Aunque para muchos la aurora pertenece al imaginario del norte lejano —a las postales de Noruega, a las crónicas inuit, a los relatos de exploradores— lo cierto es que es un fenómeno puramente físico. ESPECIAL/INAH 
Aunque para muchos la aurora pertenece al imaginario del norte lejano —a las postales de Noruega, a las crónicas inuit, a los relatos de exploradores— lo cierto es que es un fenómeno puramente físico. ESPECIAL/INAH 

¿Qué son las auroras boreales y cómo se producen?

Aunque para muchos la aurora pertenece al imaginario del norte lejano —a las postales de Noruega, a las crónicas inuit, a los relatos de exploradores— lo cierto es que es un fenómeno puramente físico. Se produce cuando el Sol libera partículas cargadas que viajan por el espacio y chocan con la magnetosfera terrestre. Al llegar a las regiones donde las líneas del campo magnético convergen hacia los polos, esas partículas se precipitan hacia la atmósfera y colisionan con moléculas de oxígeno y nitrógeno. La energía liberada en esos choques se convierte en luz: verdes intensos, rojos profundos, púrpuras que apenas duran unos instantes.
────────────────────────────────────────
Convierte en una lista breve el párrafo del texto sobre las auroras que empieza «Aunque para muchos la aurora» y está bajo el título «¿Qué son las auroras boreales y cómo se producen?». Conserva sus datos principales. Los registros no hacen falta aquí.

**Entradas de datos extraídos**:
────────────────────────────────────────
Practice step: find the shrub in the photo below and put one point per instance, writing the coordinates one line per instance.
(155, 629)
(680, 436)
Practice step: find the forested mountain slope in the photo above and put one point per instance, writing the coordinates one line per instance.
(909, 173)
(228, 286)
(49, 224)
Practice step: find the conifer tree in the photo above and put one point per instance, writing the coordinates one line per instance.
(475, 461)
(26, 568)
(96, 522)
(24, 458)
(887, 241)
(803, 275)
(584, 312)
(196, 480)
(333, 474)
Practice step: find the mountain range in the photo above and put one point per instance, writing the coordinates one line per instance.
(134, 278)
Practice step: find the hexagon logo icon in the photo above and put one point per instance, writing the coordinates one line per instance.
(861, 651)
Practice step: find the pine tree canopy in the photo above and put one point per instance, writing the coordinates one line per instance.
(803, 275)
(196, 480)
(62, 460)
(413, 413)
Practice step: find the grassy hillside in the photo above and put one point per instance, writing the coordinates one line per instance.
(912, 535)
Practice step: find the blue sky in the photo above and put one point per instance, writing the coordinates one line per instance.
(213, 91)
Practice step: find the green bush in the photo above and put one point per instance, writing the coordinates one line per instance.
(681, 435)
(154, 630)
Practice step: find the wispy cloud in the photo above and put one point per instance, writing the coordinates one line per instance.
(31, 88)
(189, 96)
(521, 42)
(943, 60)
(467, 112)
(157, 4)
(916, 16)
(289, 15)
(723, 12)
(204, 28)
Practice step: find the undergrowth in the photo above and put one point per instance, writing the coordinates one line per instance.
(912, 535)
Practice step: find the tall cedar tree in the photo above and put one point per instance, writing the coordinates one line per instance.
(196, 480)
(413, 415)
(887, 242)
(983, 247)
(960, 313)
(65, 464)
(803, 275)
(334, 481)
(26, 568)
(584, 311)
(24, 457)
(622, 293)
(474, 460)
────────────────────────────────────────
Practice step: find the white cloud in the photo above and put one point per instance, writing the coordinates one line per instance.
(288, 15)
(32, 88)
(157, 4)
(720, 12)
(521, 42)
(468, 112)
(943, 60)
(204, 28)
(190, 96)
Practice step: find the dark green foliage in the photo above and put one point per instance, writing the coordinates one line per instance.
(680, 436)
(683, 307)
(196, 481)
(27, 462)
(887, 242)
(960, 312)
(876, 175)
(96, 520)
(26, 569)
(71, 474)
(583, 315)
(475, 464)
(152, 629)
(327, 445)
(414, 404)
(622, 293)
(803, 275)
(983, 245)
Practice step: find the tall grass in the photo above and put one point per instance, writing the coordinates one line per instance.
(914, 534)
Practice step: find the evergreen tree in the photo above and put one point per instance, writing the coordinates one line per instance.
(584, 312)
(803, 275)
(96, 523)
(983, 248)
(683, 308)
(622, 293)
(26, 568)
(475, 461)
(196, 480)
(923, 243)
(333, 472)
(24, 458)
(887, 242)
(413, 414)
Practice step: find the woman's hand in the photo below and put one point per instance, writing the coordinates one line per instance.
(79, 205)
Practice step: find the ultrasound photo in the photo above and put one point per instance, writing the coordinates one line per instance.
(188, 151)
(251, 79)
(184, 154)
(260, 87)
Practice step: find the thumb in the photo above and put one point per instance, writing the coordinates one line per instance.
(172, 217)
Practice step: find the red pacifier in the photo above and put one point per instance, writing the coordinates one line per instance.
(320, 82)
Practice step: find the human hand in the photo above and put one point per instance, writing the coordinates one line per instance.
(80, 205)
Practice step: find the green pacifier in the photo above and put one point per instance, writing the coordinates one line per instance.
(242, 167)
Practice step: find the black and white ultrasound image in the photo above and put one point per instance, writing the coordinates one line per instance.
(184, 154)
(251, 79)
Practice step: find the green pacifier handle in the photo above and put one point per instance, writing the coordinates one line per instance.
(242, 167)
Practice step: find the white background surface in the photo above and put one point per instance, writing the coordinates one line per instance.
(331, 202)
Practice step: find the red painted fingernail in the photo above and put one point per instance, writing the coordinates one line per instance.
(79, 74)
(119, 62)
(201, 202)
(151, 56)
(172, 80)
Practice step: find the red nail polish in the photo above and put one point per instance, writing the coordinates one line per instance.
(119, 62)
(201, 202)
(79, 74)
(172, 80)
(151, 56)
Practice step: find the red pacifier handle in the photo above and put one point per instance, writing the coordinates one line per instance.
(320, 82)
────────────────────────────────────────
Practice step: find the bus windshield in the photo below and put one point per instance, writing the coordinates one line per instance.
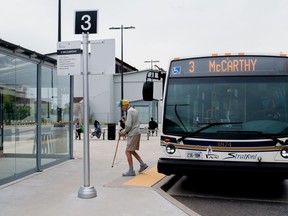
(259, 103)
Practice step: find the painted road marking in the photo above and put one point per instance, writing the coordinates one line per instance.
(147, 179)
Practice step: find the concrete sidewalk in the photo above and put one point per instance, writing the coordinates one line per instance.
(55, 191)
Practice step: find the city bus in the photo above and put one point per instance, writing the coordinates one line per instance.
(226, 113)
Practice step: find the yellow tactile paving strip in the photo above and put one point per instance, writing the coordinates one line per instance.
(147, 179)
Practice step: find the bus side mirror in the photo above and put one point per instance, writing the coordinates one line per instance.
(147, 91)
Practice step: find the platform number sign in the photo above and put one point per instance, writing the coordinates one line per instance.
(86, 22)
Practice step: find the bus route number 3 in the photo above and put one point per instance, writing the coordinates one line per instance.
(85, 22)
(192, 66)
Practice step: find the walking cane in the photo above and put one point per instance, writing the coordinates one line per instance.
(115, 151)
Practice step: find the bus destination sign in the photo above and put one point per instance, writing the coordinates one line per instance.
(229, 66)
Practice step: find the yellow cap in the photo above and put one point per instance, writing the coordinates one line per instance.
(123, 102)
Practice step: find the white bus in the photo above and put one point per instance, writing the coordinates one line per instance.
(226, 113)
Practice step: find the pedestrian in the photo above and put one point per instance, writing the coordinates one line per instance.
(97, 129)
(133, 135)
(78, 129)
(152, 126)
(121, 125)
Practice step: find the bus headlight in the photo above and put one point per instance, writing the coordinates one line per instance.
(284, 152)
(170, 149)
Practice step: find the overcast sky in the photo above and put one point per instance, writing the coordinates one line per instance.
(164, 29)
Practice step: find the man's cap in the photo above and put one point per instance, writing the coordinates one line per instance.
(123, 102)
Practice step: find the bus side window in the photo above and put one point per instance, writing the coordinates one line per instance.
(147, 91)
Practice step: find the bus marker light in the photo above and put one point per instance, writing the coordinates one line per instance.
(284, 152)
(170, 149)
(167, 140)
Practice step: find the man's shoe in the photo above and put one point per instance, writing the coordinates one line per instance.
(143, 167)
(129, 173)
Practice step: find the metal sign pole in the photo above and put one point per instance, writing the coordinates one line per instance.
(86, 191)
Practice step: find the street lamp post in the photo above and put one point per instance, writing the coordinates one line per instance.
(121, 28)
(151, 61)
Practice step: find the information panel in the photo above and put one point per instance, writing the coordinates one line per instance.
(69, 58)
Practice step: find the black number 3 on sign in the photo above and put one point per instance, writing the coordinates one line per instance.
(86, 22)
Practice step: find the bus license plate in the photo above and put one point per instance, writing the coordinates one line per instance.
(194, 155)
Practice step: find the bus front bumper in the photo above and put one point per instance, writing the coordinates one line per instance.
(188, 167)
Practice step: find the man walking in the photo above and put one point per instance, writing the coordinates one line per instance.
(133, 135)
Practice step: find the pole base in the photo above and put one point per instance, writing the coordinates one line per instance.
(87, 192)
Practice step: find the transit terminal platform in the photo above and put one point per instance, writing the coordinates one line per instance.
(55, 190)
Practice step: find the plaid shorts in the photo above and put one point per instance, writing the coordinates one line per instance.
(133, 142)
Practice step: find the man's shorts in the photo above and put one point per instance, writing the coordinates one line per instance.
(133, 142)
────────────────────────────────────────
**Respuesta**:
- Aunque muchos asocian la aurora con el norte lejano, es un fenómeno puramente físico.
- El Sol libera partículas cargadas que viajan por el espacio y chocan con la magnetosfera terrestre.
- En las regiones donde las líneas del campo magnético convergen hacia los polos, esas partículas se precipitan hacia la atmósfera.
- Allí colisionan con moléculas de oxígeno y nitrógeno.
- La energía de esos choques se convierte en luz: verdes intensos, rojos profundos y púrpuras que duran apenas unos instantes.